* START The data *

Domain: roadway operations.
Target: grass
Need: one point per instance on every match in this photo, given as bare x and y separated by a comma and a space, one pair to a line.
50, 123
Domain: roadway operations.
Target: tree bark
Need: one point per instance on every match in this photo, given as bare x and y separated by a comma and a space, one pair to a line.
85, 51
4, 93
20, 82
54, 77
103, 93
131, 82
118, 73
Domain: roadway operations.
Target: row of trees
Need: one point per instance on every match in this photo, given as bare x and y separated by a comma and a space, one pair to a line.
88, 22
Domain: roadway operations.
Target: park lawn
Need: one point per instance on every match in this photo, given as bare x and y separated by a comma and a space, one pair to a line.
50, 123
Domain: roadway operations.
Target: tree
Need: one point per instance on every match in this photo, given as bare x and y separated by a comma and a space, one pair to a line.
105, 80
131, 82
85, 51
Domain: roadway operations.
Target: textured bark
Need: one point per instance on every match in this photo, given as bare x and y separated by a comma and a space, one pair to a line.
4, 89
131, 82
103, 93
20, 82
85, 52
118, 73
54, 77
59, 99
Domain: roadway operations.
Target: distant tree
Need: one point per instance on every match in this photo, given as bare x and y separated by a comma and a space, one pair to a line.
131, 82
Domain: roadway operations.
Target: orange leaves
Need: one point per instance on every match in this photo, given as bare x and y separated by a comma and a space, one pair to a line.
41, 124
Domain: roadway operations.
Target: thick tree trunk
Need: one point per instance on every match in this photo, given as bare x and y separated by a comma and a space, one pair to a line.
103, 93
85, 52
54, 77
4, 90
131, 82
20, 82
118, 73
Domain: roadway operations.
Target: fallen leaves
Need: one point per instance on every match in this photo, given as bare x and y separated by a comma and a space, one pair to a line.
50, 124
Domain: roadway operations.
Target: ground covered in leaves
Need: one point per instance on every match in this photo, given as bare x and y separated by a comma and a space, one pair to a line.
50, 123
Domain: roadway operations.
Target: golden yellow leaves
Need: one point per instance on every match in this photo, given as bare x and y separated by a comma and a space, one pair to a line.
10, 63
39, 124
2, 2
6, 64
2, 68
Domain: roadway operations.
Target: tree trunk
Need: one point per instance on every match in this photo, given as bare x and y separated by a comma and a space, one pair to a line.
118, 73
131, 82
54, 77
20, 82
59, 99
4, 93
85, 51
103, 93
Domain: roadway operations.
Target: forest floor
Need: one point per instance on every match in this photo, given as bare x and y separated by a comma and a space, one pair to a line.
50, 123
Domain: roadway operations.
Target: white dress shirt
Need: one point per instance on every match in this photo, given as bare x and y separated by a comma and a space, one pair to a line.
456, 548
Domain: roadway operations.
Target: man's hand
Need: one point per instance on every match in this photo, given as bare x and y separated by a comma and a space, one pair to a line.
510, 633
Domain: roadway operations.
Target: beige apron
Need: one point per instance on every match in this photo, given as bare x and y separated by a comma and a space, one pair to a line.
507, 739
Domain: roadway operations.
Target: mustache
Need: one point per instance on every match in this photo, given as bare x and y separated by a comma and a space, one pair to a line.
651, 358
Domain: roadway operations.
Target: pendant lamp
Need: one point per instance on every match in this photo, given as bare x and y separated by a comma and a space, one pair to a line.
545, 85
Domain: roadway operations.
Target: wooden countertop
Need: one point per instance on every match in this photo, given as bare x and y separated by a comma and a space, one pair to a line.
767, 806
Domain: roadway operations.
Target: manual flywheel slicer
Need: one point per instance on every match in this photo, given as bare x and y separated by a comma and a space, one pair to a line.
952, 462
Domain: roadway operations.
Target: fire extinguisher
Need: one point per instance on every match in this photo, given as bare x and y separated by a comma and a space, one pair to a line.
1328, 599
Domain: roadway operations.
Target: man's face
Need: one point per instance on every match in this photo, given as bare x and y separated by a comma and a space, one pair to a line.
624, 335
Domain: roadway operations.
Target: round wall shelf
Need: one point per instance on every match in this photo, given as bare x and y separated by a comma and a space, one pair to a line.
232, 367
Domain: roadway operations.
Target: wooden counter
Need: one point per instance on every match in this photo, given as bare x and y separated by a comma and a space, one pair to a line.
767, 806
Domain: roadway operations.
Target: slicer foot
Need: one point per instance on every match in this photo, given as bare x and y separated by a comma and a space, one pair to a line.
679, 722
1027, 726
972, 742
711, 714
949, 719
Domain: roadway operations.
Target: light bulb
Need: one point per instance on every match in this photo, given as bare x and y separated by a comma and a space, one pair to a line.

* END The data *

Output all of the data again. Match it exactly.

Domain: roadway operations.
Target: grass
Need: one point per instance on every match in this photo, given as bare x and y separated by a comma and a space, one pair to a line.
50, 123
Domain: roadway operations.
Target: tree bark
Need: one point per instance on every match in this photo, given as bare x and y separated by a comma and a space, one pair to a line.
85, 51
4, 93
20, 82
54, 77
103, 93
131, 82
118, 73
Domain: roadway operations.
Target: row of trees
Need: one point per instance on every match in this photo, given as bare x and y separated by a comma and a space, one pair to a line.
88, 22
Domain: roadway operations.
Target: park lawn
Need: one point per instance on every match in this photo, given as bare x and y separated by a comma and a space, one pair to a line.
50, 123
Domain: roadway operations.
Target: tree
Need: one point per instance on every match in this photo, given as bare x and y separated by a comma and a space, one pair to a line.
105, 80
131, 82
85, 51
Domain: roadway operations.
Target: textured bark
Need: one point per instance on every match in this photo, given as bare x and y separated by a comma and a space, one pair to a line.
4, 89
131, 82
103, 93
20, 82
85, 52
118, 73
54, 77
59, 99
Domain: roadway operations.
Target: distant tree
Need: one point per instance on every match in this photo, given as bare x and y separated by a comma and a space, one pair to a line.
131, 82
Domain: roadway operations.
Target: orange leaves
Need: one point per instance on every match in this photo, given as bare x and y separated by a comma and a space, one pair to a line.
41, 124
Domain: roadway operations.
Target: thick tree trunk
Need: one point per instance on every match in this photo, given as bare x and y separated by a comma and a space, one pair to a line.
103, 93
85, 52
54, 77
4, 90
131, 82
20, 82
118, 73
Domain: roadway operations.
Target: fallen leaves
Need: one point per instance on every match in this photo, given as bare x and y separated by a comma and a space, one pair to a line.
50, 124
Domain: roadway operations.
Target: ground covered in leaves
Need: one point per instance on every match in this photo, given as bare x and y separated by a comma and a space, one pair to a line.
50, 123
Domain: roadway operations.
Target: golden yellow leaves
Need: one point per instance on every match in this photo, given as bare x and y separated by a comma and a space, one pair to a line.
10, 63
39, 124
2, 2
6, 64
2, 68
Domain: roadway operations.
Target: tree trunk
Need: one point per instance on every match in this photo, given as bare x and y separated by a comma and a space, one pair to a line.
118, 73
131, 82
54, 77
20, 82
59, 99
4, 93
85, 51
103, 93
Domain: roadway operations.
Target: forest floor
Need: one point per instance on every match in this photo, given as bare x and y separated by a comma and a space, one pair to a line.
50, 123
Domain: roadway operations.
Target: white dress shirt
Need: one point per instance on every match in this photo, given as bare x and y separated by a comma and a space, one pair to a line.
456, 548
Domain: roadway operations.
Target: man's hand
Need: one point per instance on every match in this photo, given as bare x and y separated by a comma and a space, one pair to a line.
510, 633
Domain: roadway operations.
Target: beige apron
Need: one point per instance on every match in this photo, given as bare x and y separated by a comma and a space, one pair to a line.
507, 739
Domain: roadway operations.
Target: mustache
Need: one point per instance on every match in this photo, given as bare x and y separated by a comma and a space, one pair to a line.
651, 358
Domain: roadway operations.
Target: pendant lamp
Need: one point per instance on every match in this photo, given as bare x and y separated by a comma and a space, one pair to a line.
545, 85
Domain: roadway operations.
Target: wooden countertop
Need: one point per instance on every match in this photo, given as bare x and y separated by a comma and a space, one pair to a line.
767, 806
Domain: roadway operations.
Target: manual flywheel slicer
Need: one point per instance on every match in this photo, given as bare x and y separated by a comma and a space, one pair to a line.
952, 462
Domain: roadway operations.
Target: fire extinguisher
Need: one point per instance on every match in this photo, given as bare x and y separated by a comma and a space, one pair to a line.
1328, 599
Domain: roadway operations.
Target: man's face
Need: one point per instance on every match in this photo, given as bare x and y separated by a comma and a space, one pair to a line.
624, 335
Domain: roadway operations.
Target: round wall shelf
Need: one point per instance on every match in this photo, given as bare x and y separated by a comma and a space, one pair to a line.
232, 367
Domain: roadway operations.
Target: wooden counter
Need: one point per instance on every match in this photo, given as bare x and y separated by a comma and a space, one pair to a line.
767, 806
Domain: roadway operations.
Target: slicer foot
Need: one point per instance on every match in this photo, given as bare x and y separated by a comma and a space, one pair to a line.
679, 722
1027, 726
972, 742
711, 714
949, 719
Domain: roadway operations.
Target: light bulb
Need: one point per instance on every match in this photo, given as bare x and y separated by a comma and a space, one pair to a line.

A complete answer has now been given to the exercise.